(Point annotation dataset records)
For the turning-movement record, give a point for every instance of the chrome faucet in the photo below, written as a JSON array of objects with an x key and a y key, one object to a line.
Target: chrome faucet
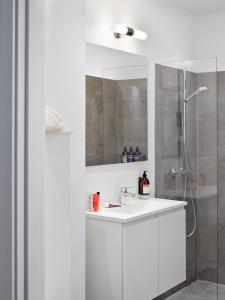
[{"x": 124, "y": 194}]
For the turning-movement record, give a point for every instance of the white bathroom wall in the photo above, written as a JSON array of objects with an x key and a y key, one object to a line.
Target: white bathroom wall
[
  {"x": 114, "y": 64},
  {"x": 210, "y": 40},
  {"x": 64, "y": 91},
  {"x": 57, "y": 215},
  {"x": 171, "y": 37}
]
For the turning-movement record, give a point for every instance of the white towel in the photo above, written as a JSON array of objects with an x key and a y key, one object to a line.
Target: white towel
[{"x": 53, "y": 121}]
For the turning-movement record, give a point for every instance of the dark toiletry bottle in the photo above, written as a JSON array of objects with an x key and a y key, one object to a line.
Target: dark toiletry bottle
[
  {"x": 130, "y": 156},
  {"x": 144, "y": 185},
  {"x": 124, "y": 155},
  {"x": 137, "y": 154}
]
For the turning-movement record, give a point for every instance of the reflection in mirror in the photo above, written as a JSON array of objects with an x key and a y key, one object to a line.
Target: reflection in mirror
[{"x": 116, "y": 106}]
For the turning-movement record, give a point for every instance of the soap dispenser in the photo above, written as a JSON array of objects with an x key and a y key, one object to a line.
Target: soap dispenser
[{"x": 144, "y": 185}]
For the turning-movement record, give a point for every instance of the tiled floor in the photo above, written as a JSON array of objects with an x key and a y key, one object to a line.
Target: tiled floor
[{"x": 200, "y": 290}]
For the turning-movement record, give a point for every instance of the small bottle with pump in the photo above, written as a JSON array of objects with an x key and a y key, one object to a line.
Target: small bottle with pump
[
  {"x": 96, "y": 202},
  {"x": 137, "y": 154},
  {"x": 90, "y": 200},
  {"x": 144, "y": 185},
  {"x": 124, "y": 155},
  {"x": 130, "y": 156}
]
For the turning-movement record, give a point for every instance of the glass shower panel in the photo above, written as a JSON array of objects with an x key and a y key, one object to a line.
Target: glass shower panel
[{"x": 187, "y": 165}]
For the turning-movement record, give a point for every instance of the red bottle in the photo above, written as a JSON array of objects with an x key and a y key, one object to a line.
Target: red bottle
[{"x": 96, "y": 202}]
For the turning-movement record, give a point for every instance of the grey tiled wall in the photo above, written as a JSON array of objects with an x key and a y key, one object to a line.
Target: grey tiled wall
[
  {"x": 206, "y": 130},
  {"x": 116, "y": 115}
]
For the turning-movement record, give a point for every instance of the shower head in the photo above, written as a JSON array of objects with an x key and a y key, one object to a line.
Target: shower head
[{"x": 197, "y": 92}]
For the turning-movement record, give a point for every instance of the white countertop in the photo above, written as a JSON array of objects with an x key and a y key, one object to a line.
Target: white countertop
[{"x": 136, "y": 209}]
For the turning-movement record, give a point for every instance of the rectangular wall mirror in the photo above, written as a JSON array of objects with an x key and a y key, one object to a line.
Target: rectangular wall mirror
[{"x": 116, "y": 106}]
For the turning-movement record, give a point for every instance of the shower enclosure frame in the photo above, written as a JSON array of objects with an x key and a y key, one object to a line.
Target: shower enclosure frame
[{"x": 174, "y": 171}]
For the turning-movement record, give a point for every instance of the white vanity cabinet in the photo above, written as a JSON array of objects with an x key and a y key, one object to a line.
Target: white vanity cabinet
[
  {"x": 140, "y": 259},
  {"x": 136, "y": 259}
]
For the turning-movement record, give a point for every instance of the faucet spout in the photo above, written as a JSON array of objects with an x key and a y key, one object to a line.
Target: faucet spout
[{"x": 124, "y": 195}]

▶ **YOUR GOAL**
Copy every entry exactly as written. Pictures are excluded.

▶ **FULL OUTPUT**
For the turning-movement record, give a point for every instance of the chrome faucet in the photo below, written as a JSON array of objects with an x key and a y key, one object to a line.
Target: chrome faucet
[{"x": 124, "y": 194}]
For the turning-movement record, give a point for every instance of the white bathroom wall in the photo above, written as a JSON array of objects with an x key and a y key, one object to a line.
Target: white bathroom wall
[
  {"x": 114, "y": 64},
  {"x": 210, "y": 40},
  {"x": 64, "y": 91},
  {"x": 57, "y": 215},
  {"x": 171, "y": 37}
]
For the turning-movement record, give a point for every instance of the white towel in the photo above, written as a JSON array of objects with an x key and a y key, one object to a line.
Target: white towel
[{"x": 53, "y": 121}]
For the turning-movement record, give a point for every instance of the dark toiletry bottle in the photo above, written as a JSON array of objects with an x key and a y key, one object to a line.
Target: dark toiletry bottle
[
  {"x": 130, "y": 156},
  {"x": 144, "y": 185},
  {"x": 124, "y": 155},
  {"x": 137, "y": 154}
]
For the turning-movement record, give a point for every instance of the reflection in mirror in the photo above, written as a JSON array of objects with an x key and a y key, one object to a line.
Target: reflection in mirror
[{"x": 116, "y": 106}]
For the turning-movement record, give a point for every instance of the soap dispenser in the photo above, written as a JSON array of objects with an x key and a y key, one object to a line.
Target: soap dispenser
[{"x": 144, "y": 185}]
For the turning-movement record, give a point for every instance of the tiled floor in the photo above, written as a JSON array of objects with an x key and a y key, one object to a line.
Target: tiled floor
[{"x": 200, "y": 290}]
For the turning-movement record, give a point for every instance of the small bottle with pump in the photo above, written as a JSON array of objects with an x key and a y key, one object to a line.
Target: small bottle with pump
[
  {"x": 96, "y": 202},
  {"x": 137, "y": 154},
  {"x": 90, "y": 200},
  {"x": 144, "y": 185},
  {"x": 124, "y": 155},
  {"x": 130, "y": 156}
]
For the turning-movement record, give a point for every instance of the glass shower panel in the photo above, written as a JSON array of objects with an x key and a y key, one object to a line.
Target: glass shower panel
[{"x": 187, "y": 165}]
For the turning-movement record, give a point for every instance of the red bottle in the photo above, written as a JSON array of objects with an x key and a y key, one object to a line.
Target: red bottle
[{"x": 96, "y": 202}]
For the turning-movement record, give a point for every instance of the grey tiled wall in the photo above, written as a JSON array of objects with an x key and a y key, one object to a line.
Target: grey tiled wall
[
  {"x": 206, "y": 130},
  {"x": 116, "y": 115}
]
For the turning-movement record, give a point for every instance of the shower head in the photo above, written as a JSON array of objects with an x key and a y key, one object to a line.
Target: shower head
[{"x": 197, "y": 92}]
For the turning-movement record, give a point for every instance of the white countertop in the photo above, written as a JSON array of objects with an x key and a y key, one object to a line.
Target: white countertop
[{"x": 136, "y": 209}]
For the turning-movement record, give a point for every instance of the rectangular wall mirror in the photo above, written as a JSON array of objects with an x key and a y key, one object to a line.
Target: rectangular wall mirror
[{"x": 116, "y": 106}]
For the turning-movement record, give a point for every instance of the shower enclosure frame in the photo above, written as a JSON array of objects with an x key and a y key, one object to a line.
Target: shower enclosure frame
[{"x": 174, "y": 171}]
For the turning-movement record, give a point for every instance of the white vanity cabinet in the photo above, written as a JSON array of objects with an x key and a y key, one object to a line.
Target: white vanity cabinet
[
  {"x": 140, "y": 259},
  {"x": 136, "y": 259}
]
For the turning-movement record, give a point for every instance of the faucet spout in the photo above, written as a JSON array of objects with an x key and a y key, one object to a line.
Target: faucet spout
[{"x": 124, "y": 195}]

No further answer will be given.